▸ Task goal: Reproduce the stretch of the records below from the line containing "Task: Where can the sky" through the line containing "x=383, y=93", keeping both end lines. Leave the pictures out.

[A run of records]
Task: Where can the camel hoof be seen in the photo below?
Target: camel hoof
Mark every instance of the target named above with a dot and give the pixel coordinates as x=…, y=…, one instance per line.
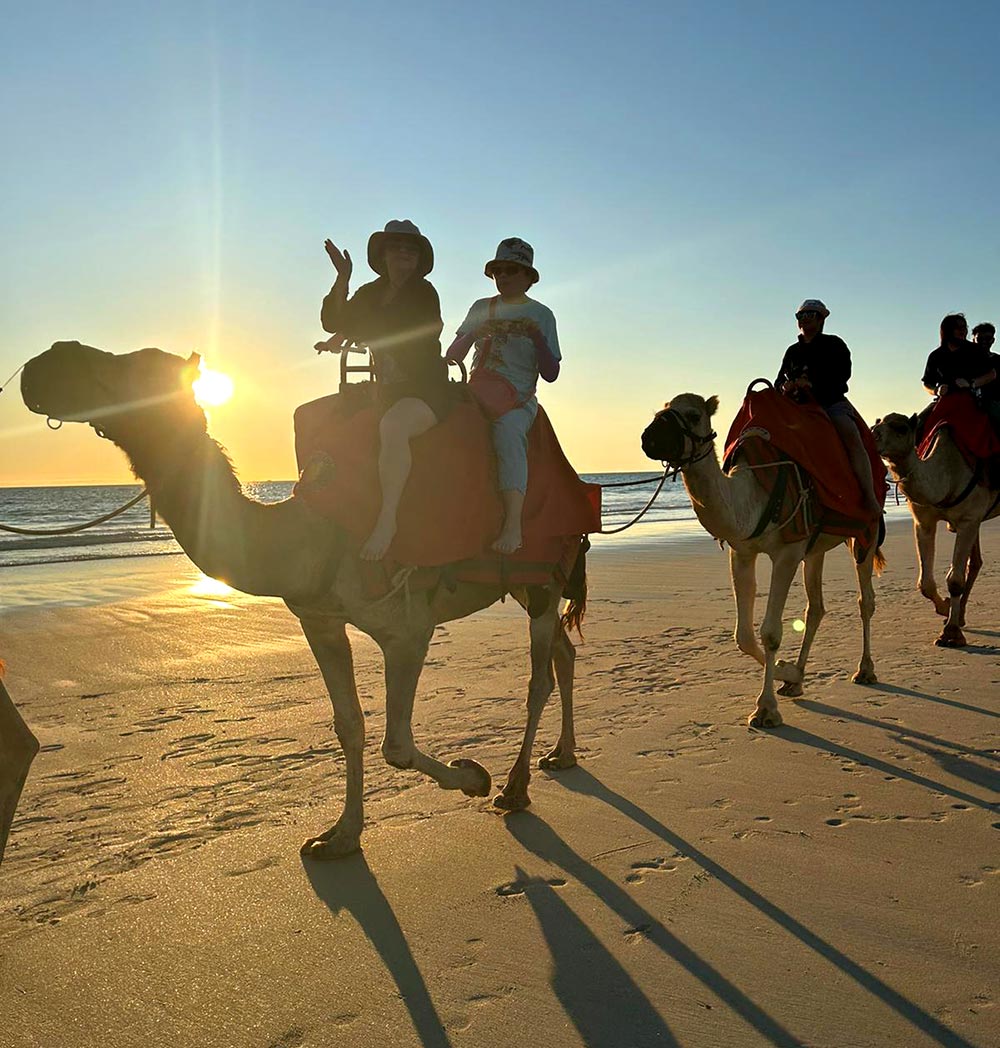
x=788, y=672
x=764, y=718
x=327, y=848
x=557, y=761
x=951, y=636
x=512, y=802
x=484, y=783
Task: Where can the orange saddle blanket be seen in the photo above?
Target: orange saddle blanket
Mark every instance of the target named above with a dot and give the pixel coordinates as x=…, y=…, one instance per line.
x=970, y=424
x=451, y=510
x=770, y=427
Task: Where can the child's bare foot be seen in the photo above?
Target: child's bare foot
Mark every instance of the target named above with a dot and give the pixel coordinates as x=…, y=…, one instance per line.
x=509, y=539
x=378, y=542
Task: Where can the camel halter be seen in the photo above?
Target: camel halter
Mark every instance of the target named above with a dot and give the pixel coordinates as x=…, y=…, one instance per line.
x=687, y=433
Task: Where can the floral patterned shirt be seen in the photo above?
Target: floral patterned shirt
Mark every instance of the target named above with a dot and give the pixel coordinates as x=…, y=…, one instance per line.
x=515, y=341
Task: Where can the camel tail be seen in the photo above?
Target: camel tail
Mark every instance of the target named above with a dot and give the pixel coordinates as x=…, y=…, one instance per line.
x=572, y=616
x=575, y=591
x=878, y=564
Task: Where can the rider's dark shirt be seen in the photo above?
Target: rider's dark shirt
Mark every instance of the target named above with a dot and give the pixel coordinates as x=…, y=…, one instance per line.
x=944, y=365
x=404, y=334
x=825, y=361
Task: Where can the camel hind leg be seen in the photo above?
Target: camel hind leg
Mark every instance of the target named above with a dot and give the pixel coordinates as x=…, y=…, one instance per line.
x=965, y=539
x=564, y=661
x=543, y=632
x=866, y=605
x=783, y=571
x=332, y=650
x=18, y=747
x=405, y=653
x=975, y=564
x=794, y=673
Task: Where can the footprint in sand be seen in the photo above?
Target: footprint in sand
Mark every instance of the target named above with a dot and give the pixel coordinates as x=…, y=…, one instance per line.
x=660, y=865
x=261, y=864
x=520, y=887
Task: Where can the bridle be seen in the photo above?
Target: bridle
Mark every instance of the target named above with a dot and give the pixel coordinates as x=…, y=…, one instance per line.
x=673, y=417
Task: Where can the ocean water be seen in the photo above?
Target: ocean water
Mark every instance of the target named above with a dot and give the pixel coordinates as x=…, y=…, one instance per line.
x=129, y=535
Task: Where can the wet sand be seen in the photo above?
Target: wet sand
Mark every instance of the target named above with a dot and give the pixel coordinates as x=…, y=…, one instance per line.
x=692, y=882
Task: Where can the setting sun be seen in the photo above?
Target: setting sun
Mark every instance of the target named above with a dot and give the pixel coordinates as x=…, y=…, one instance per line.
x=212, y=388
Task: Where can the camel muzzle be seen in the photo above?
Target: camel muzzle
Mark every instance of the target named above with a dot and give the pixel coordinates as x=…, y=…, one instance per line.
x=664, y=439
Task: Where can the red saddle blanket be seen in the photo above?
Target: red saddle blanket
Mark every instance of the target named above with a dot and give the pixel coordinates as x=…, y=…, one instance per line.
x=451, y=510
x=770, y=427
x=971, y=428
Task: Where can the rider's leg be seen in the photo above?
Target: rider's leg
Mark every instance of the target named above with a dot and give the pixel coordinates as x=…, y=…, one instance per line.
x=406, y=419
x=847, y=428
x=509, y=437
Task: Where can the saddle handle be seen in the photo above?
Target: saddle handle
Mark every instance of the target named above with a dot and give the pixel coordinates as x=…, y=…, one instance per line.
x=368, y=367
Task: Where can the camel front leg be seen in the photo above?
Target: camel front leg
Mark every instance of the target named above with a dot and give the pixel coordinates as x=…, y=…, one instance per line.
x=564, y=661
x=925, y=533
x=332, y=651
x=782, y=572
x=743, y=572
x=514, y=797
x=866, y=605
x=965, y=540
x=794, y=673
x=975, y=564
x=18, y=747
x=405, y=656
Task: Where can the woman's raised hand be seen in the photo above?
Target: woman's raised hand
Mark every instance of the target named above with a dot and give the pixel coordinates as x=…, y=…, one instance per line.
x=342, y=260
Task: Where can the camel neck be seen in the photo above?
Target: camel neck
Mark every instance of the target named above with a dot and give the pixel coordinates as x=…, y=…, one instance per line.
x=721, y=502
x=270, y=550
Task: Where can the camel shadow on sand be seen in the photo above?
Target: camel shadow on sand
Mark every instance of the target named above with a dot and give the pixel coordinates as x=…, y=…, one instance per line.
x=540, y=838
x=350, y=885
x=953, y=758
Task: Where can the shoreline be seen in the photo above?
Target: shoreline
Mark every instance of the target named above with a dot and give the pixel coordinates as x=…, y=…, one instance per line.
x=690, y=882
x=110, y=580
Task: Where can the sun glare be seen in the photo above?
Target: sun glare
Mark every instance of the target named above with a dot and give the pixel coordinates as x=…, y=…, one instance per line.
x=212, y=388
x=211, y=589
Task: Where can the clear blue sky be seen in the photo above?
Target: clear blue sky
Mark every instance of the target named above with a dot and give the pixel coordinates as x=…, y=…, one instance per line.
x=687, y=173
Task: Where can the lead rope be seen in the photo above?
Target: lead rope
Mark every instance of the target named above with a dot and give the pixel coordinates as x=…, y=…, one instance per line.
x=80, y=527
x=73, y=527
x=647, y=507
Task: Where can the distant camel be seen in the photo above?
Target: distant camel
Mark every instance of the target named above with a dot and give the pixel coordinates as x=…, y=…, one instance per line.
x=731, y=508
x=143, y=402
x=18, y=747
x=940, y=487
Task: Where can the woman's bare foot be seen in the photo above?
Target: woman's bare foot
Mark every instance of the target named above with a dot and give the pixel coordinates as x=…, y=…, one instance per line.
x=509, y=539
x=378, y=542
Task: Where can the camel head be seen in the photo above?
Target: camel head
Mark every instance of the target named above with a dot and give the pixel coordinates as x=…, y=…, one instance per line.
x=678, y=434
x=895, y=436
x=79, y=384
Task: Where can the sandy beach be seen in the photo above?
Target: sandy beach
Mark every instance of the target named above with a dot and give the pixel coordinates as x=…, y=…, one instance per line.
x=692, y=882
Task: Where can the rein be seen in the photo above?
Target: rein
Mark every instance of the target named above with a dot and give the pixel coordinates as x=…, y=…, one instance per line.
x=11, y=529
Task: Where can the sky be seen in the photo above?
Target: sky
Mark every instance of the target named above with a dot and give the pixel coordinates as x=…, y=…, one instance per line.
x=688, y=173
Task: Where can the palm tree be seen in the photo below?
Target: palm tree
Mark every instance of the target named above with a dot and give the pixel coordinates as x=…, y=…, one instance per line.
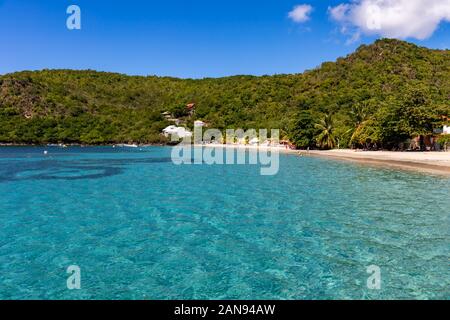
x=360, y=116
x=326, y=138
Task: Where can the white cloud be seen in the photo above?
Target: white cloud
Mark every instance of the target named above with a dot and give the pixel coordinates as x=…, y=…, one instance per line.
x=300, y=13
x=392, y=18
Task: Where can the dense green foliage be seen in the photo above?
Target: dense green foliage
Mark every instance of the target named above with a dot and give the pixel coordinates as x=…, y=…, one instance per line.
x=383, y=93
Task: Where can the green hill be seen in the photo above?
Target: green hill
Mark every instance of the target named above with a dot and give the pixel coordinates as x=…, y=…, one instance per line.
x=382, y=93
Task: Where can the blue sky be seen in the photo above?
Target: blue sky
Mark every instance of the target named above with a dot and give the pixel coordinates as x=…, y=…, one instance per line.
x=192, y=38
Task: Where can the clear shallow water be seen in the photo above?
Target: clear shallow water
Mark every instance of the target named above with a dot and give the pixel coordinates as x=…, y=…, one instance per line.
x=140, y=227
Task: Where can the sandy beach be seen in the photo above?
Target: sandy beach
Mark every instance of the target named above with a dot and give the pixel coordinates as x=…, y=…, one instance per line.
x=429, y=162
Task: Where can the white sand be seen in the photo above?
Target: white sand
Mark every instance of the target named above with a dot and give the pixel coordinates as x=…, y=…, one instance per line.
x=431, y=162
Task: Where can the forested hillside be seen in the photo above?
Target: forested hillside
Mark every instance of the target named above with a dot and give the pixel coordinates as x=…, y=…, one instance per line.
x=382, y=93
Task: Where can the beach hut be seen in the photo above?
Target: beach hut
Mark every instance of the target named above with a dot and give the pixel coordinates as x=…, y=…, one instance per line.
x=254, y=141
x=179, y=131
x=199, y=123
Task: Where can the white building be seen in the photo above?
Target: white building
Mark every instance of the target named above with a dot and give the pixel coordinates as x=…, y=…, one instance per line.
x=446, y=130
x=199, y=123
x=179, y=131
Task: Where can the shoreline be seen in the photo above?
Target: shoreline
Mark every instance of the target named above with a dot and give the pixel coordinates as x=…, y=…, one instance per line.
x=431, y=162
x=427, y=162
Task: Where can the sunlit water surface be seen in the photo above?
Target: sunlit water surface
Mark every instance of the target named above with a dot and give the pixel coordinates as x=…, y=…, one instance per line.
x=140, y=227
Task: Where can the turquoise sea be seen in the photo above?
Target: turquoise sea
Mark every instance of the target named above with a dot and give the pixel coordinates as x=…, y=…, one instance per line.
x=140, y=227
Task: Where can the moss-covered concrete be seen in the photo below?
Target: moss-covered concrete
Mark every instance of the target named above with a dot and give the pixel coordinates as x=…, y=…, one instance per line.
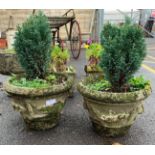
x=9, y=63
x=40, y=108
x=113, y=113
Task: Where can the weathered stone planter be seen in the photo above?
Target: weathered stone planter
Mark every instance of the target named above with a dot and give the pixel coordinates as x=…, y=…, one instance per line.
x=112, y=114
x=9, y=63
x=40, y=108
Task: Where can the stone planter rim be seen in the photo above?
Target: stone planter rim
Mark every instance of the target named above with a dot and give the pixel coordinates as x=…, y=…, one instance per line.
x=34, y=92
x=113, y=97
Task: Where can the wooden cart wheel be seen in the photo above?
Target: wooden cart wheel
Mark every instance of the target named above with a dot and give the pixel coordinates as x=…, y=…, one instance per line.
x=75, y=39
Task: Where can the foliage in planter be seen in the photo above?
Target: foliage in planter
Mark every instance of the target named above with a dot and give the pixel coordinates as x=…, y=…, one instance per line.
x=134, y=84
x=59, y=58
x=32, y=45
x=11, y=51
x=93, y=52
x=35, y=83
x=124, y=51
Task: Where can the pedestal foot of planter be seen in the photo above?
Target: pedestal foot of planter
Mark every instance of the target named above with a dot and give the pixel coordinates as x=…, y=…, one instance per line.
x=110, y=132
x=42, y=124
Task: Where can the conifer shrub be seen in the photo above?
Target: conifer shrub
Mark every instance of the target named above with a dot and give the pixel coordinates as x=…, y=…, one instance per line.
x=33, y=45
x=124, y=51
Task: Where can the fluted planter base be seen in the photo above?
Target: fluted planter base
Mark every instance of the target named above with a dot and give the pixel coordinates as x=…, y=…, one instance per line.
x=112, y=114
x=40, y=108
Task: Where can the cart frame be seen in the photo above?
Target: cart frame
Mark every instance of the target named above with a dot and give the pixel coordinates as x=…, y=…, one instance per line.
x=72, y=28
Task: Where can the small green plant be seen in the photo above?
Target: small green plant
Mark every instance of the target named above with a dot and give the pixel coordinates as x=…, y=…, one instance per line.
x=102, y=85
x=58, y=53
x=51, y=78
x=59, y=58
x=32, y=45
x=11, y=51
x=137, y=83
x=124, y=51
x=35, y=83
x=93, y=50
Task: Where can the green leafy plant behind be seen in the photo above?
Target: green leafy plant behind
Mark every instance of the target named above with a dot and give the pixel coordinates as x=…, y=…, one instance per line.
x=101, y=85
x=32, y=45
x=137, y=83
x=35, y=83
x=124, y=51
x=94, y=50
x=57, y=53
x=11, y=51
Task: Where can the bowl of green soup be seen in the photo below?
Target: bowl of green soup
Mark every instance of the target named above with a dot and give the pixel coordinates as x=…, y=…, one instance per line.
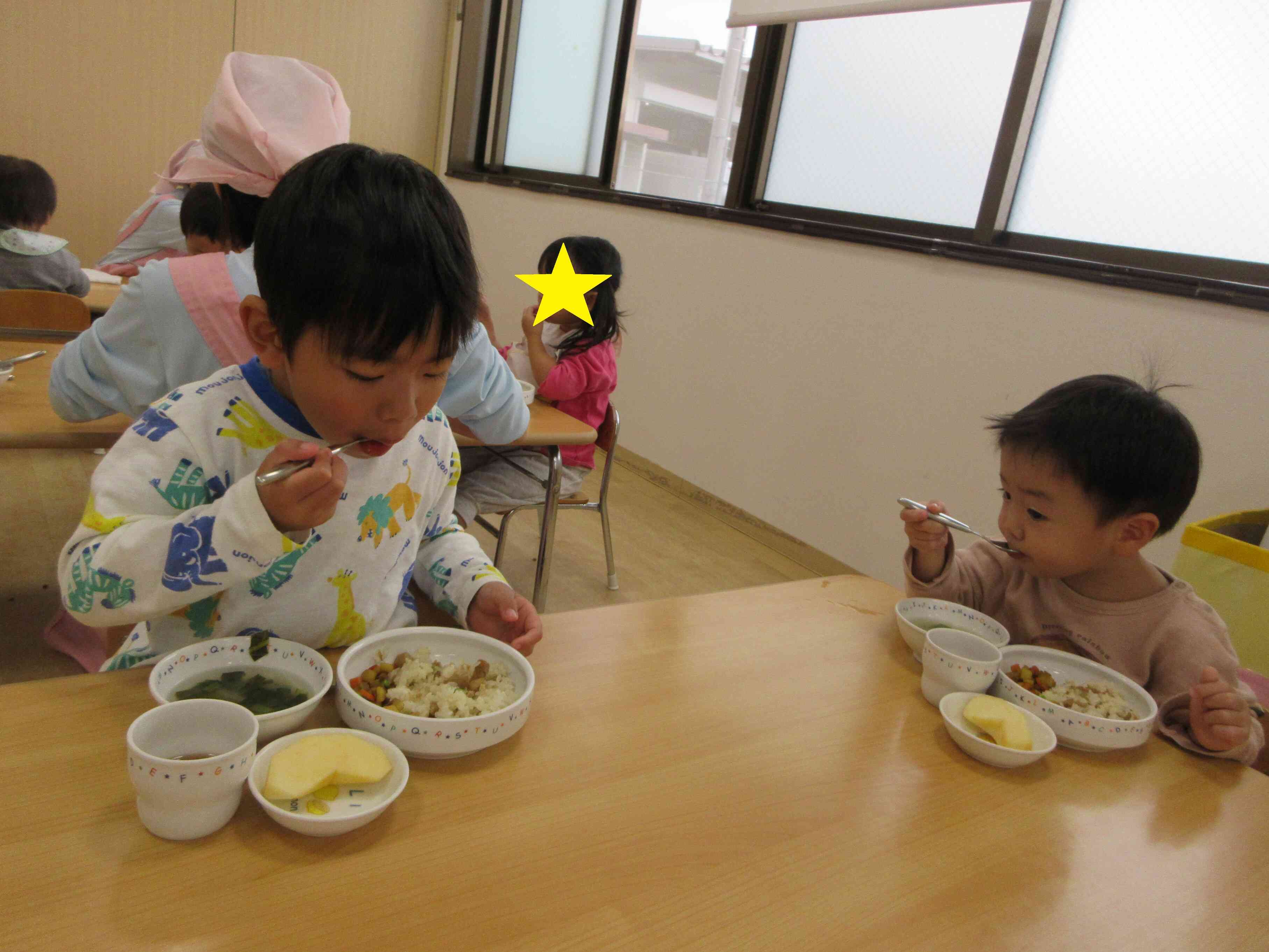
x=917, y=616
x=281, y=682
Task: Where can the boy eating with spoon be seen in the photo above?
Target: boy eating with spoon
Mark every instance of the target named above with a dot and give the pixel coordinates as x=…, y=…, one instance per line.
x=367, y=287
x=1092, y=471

▸ Task result:
Task: Where can the sky be seen in the photo above?
Target: sky
Mark every instance of the target named above with a dot and give the pixel coordinates as x=…, y=…, one instance per line.
x=688, y=173
Task: Where can the palm tree be seen in the photo below?
Target: palm tree
Mark every instance of the target named above with a dot and give the pixel coordinates as x=…, y=…, one instance per line.
x=360, y=116
x=326, y=138
Task: Where can the white cloud be seen in the photo above?
Target: white cloud
Mark every instance of the target named above with a dot and give the pixel coordinates as x=…, y=…, one instance per line.
x=300, y=13
x=392, y=18
Task: Where can the dense green foliage be seen in the photo above?
Target: dense green foliage
Mark every instance of the target named above with a dot and give the pixel coordinates as x=…, y=…, one instance per line.
x=383, y=93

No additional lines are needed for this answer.